*SUPPLIED PASSAGE*
--- BEGIN ---

Abigail  Adams
Patriot and First Lady
By Anne Adams

 

As Abigail Adams and her young son John Quincy mounted the top of the hill near their Massachusetts home to watch the Battle of Bunker Hill in the early days of the Revolutionary War, she was not purposely trying to endanger the boy. Instead as a staunch patriot, she wanted him to see for himself what she believed would be an important battle in the struggle of the American colonies to become a sovereign nation.

Yet Abigail was not just devoted to her country but also to her husband and their unique partnership. Their commitment to each other was very evident in their extensive correspondence as they exchanged information and opinions and at the same time revealed an interesting aspect of the bright intellectual that Abigail became. For in an era when women were expected to be home makers and no more, while Abigail excelled in that area, she also felt free to possess and express her own thoughts and opinions.

Abigail Smith was born in November, 1744 in Weymouth, Massachusetts, her father a Harvard educated minister and her mother a member of the prominent Quincy family. Since girls rarely received formal education at the time Abigail and her sisters receive their education at home, tutored by their father. In addition, Abigail was encouraged to read widely so in effect she educated herself. She grew into a small dark haired, dark eyed young woman with a determined nature and personality.

John Adams first arrived in the Smith household as a friend of her sister’s fiancé, and it soon became evident that John came visiting on his own because he was attracted to Abigail. She was 15 and he 23 and while he reportedly thought her attractive he was most impressed with her conversational ability and the thoughtful opinions she expressed. At the time John was a Harvard graduate and just beginning his law practice and found Abigail an intelligent contrast to the frivolous girls he’d met previously. Also, though he was short, a bit round and sometimes verbose, Abigail found him appealing. However, because he was also just beginning his career, marriage if it was to happen would have to be postponed. So they began a correspondence that led to their developing their friendship into love and after five years they were married in October, 1764 with Abigail’s father performing the ceremony.  They moved into a small house as John continued to develop his growing law practice. Their first daughter, Abigail, but called Nabby, was born the next summer, followed by son John Quincy and his brothers Charles and Thomas then another daughter Suzanna who only lived just over a year.

After a few years of marriage John moved his law practice and family to Boston and there he developed an interest in politics. He first expressed this in a Boston newspaper in 1765 as he related his political views on the growing colonial opposition to the newly imposed British taxes.

As tensions grew with this colonial opposition John could sense dangerous days ahead so in 1774 he removed his family to nearby Braintree, and he and Abigail resumed a steady correspondence when he needed to be away from home. She related family events and he replied with a description of political and civic events of the city. Abigail shared his political interests and was careful to warn John that war between England and the colonies was a real possibility unless Parliament did not lessen the severity of their demands.

Though Abigail knew John’s election to the First Continental Congress in 1774 would mean he would be absent all the more, leaving her in total charge of the family and household she supported him in what he wanted to do. While John was serving in Philadelphia he continued to write Abigail, assuring her he would much rather be home with her on their farm.

--- END ---

*STORED RECORDS*
--- BEGIN ---

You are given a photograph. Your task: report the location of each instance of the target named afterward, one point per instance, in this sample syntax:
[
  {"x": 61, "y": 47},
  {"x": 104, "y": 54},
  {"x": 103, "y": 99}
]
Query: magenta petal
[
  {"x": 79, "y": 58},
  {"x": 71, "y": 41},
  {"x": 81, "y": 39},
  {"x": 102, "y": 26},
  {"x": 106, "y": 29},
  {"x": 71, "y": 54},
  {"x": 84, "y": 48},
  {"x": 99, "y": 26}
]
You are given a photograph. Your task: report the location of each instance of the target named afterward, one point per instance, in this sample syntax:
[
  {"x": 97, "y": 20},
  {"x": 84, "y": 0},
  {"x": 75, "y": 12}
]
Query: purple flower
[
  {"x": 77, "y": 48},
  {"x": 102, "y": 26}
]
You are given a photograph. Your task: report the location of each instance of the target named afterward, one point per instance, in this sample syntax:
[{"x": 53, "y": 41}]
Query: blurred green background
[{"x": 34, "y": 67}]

--- END ---

*TASKS TO COMPLETE*
• 1. In the Abigail Adams biography, in what month and year did Abigail and John marry?
• 2. Please reproduce part of the Abigail Adams biography word for word, beginning at the words "As Abigail Adams" and stopping after "a sovereign nation.".
• 3. Carry on the Abigail Adams biography from its last sentence.

*ANSWER SET*
• 1. They married in October 1764.

• 2.
As Abigail Adams and her young son John Quincy mounted the top of the hill near their Massachusetts home to watch the Battle of Bunker Hill in the early days of the Revolutionary War, she was not purposely trying to endanger the boy. Instead as a staunch patriot, she wanted him to see for himself what she believed would be an important battle in the struggle of the American colonies to become a sovereign nation.

• 3.
John returned to Philadelphia to the Second Continental Congress in 1775 as the colonies were taking the first steps toward nationhood by establishing an army and naming George Washington as its commander. Military confrontation was inevitable and after the Battle of Bunker Hill and burning of Charleston many Bostonians fled. Abigail housed those she could.

With John away a great deal of the time Abigail was father, mother and farm manager in one person – undertaking duties that would normally be performed by either John or hired men. After independence was declared in 1776 and with John still absent frequently for long periods it was during one of these periods that he was gone that Abigail had her sixth child, a stillborn daughter in 1777.  Abigail grieved alone, and then was saddened all the more when she learned John had been selected to join a diplomatic team to travel to Paris to represent the new nation. Though she would have preferred to travel with him even with the children, John discouraged that idea. Their correspondence continued, and one writer described it as reading like “…a history of the times co-written by two lucid, well educated lovers. They wrote movingly of their relationship, exchanged ideas and humor and longed for the day when they’d be reunited.” (“Secret Lives of the First Ladies” by Cormac O’Brien, p. 20).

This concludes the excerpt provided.